提供資料:
# # # # # # #
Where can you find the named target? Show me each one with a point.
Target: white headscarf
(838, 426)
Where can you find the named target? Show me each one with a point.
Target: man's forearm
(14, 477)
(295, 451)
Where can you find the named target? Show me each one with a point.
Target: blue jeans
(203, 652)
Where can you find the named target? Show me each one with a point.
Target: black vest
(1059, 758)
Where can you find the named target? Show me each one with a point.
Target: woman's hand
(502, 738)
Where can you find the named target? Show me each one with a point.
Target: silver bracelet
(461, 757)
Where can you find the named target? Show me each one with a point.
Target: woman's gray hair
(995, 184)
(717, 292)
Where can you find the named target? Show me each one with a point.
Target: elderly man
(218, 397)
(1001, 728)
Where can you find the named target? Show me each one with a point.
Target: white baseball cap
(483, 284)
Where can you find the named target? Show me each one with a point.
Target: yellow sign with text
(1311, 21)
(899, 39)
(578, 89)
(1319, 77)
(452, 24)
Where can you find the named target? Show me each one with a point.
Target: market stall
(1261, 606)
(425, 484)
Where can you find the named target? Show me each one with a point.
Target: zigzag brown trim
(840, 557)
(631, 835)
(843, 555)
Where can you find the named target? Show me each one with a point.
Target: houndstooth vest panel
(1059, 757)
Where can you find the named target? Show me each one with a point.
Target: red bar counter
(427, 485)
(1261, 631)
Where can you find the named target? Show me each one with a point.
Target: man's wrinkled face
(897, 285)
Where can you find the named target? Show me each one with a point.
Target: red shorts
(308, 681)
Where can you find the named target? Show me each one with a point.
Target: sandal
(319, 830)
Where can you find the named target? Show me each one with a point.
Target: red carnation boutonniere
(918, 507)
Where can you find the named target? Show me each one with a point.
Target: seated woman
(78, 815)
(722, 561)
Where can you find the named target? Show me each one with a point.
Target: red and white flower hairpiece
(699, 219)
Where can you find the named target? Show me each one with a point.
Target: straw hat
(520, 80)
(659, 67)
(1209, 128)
# # # # # # #
やること: 上の資料の行を、「straw hat」を「sun hat」に置き換えてもう一度書き出す。それ以外は一切変えない。

回答:
Where can you find the named target? Show me each one with a point.
Target: white headscarf
(838, 426)
Where can you find the named target? Show me each one with a point.
Target: man's forearm
(14, 477)
(295, 451)
Where can you find the named target? Show me each one with a point.
Target: blue jeans
(203, 652)
Where can you find the named target? Show me each one with a point.
Target: black vest
(1059, 758)
Where can you find the named target? Show me each one with a point.
Target: woman's hand
(502, 738)
Where can you find the named target? Show me each one with a point.
Target: silver bracelet
(461, 757)
Where can you find the named target? Show me each one with a point.
Target: woman's gray hair
(995, 184)
(717, 292)
Where can you find the named target? Show me each one with a point.
Target: elderly man
(218, 397)
(1001, 728)
Where can you find the named target? Show me each one with a point.
Target: white baseball cap
(483, 284)
Where can you find the named target? Show me each one with a point.
Target: yellow sign with text
(1311, 21)
(899, 39)
(578, 89)
(1319, 77)
(452, 24)
Where can you find the named target? Show me each one with a point.
Target: market stall
(1261, 606)
(425, 484)
Where can you find the named target? Show me each one with a point.
Target: zigzag brown trim
(840, 557)
(631, 835)
(843, 555)
Where can you find the named target? Show me each one with a point.
Target: houndstooth vest panel
(1059, 757)
Where can you find the named target? Show me each one with a point.
Target: red bar counter
(427, 485)
(1261, 631)
Where can you find the named target? Show me each one with a point.
Target: man's wrinkled face
(897, 285)
Where can you find the named target? Show me each one with a point.
Target: red shorts
(308, 681)
Where can you find the named target? Show me each one with a point.
Target: sandal
(319, 830)
Where can you find the named target? Show me each one with a point.
Target: red carnation boutonniere
(918, 507)
Where can you find the named target? Show me each one with a point.
Target: seated woman
(78, 815)
(722, 561)
Where can you find the named target? Show me each one with a point.
Target: red and white flower hairpiece
(699, 219)
Where can you find the named target? Show me each one with a point.
Target: sun hat
(520, 80)
(659, 67)
(1209, 128)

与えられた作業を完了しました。